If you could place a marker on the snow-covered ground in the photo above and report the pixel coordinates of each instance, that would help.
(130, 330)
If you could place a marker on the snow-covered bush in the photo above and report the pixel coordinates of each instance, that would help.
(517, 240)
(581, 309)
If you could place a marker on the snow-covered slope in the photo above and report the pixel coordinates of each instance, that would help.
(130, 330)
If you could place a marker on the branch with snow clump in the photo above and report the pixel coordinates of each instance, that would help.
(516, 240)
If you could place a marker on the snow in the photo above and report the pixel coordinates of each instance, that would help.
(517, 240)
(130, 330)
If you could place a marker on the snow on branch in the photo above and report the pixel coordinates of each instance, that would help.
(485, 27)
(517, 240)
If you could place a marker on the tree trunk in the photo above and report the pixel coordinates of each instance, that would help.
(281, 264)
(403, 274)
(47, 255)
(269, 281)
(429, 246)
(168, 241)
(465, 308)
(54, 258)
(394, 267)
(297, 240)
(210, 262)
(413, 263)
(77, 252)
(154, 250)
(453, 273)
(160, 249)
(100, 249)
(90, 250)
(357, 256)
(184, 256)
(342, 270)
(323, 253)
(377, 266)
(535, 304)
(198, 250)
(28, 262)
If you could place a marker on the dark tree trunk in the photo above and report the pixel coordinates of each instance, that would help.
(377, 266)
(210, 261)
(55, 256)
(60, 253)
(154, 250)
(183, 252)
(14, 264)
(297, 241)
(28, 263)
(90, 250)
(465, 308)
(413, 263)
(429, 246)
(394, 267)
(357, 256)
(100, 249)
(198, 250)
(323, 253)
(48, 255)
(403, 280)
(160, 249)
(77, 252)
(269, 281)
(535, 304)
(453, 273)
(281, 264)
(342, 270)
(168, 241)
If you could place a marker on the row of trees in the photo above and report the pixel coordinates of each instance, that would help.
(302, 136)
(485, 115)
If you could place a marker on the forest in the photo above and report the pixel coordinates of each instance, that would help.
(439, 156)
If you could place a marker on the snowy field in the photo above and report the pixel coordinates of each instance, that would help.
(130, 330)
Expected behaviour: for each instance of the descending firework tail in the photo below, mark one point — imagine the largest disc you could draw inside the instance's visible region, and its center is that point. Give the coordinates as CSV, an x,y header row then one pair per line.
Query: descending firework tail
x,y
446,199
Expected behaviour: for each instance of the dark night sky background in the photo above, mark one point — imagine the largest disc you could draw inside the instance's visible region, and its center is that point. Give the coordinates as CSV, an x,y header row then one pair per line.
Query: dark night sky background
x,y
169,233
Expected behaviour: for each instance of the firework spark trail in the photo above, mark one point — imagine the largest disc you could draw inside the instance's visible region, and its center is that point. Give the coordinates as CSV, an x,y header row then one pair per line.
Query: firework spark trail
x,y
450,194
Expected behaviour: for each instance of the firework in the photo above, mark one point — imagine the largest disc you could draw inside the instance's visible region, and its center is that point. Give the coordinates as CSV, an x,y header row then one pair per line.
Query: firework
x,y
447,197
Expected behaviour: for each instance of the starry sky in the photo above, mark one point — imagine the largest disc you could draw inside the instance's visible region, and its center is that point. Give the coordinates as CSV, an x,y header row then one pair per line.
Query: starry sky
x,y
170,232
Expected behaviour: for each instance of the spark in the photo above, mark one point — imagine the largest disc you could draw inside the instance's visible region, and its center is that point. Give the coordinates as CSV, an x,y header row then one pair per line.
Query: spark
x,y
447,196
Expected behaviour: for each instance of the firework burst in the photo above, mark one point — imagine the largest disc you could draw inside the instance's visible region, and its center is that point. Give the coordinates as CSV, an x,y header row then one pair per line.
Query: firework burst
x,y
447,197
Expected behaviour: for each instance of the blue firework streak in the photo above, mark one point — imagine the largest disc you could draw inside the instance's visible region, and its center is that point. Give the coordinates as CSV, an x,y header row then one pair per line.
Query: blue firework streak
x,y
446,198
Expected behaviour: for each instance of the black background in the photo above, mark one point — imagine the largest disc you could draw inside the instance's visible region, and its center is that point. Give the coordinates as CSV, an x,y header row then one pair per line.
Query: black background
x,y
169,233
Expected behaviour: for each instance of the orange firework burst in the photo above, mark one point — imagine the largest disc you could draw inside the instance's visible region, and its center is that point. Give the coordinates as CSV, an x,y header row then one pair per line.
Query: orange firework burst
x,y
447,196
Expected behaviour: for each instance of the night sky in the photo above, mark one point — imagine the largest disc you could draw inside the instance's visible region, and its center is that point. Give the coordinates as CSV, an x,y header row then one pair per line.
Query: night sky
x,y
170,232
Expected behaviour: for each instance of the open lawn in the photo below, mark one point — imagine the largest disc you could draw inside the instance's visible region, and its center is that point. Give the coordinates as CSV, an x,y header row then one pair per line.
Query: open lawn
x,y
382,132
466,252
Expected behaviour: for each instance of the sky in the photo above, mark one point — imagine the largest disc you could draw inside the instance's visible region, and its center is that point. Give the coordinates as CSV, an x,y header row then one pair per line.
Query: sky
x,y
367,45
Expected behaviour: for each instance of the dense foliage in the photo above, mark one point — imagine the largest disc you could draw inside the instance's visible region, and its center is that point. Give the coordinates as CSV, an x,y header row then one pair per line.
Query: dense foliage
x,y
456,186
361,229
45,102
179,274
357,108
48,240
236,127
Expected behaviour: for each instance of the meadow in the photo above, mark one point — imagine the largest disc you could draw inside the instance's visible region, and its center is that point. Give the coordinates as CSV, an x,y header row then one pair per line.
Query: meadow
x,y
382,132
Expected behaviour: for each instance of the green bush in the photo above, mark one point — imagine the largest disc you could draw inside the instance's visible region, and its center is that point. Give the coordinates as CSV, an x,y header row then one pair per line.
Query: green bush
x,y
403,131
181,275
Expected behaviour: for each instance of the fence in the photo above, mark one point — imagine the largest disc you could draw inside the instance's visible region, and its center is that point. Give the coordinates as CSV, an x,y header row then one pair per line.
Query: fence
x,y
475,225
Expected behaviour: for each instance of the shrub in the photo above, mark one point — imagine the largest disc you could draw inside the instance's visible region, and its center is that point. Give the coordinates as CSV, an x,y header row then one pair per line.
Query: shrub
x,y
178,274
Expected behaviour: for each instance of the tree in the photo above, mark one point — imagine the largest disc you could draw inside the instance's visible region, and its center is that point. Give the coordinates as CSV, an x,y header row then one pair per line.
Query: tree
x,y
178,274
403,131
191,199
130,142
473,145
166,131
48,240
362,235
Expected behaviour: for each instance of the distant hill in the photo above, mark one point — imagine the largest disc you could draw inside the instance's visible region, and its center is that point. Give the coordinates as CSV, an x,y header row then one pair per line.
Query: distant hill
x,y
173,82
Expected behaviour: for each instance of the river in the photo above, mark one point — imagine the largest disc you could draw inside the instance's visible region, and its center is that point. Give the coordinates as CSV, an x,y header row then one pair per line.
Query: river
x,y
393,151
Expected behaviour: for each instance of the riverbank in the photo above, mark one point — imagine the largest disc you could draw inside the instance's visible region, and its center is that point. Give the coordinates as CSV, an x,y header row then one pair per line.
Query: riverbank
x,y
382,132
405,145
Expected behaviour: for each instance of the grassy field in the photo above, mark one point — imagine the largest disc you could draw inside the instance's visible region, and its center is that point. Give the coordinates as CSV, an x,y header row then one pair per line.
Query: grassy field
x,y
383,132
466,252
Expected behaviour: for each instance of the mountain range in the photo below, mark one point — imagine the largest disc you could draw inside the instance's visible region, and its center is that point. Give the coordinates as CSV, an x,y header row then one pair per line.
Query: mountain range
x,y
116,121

┄┄┄┄┄┄┄┄┄┄┄┄┄┄┄┄┄┄┄┄

Exercise requirements =
Some lines contain the word "below". Pull each one out of the listing.

Solved problem =
Expected behaviour: for each instance of the descending firework tail in the photo below, mark one point — imagine the largest disc you could draw inside the instance's visible region, and its center is that point. Give the coordinates as CSV, an x,y header row then one pair per line.
Expected behaviour: for each instance of the open lawn in the photo below, mark one point — imagine the largest disc you could draw inside the instance's visible region, and its center is that point. Give the coordinates as CSV, an x,y header row then one pair per line.
Expected behaviour: for each instance of the mountain range in the photo below, mark one point — imagine the largest disc you could draw inside the instance's visible region, and its center is that point. Give the coordinates as CSV, an x,y header row then one pair per line.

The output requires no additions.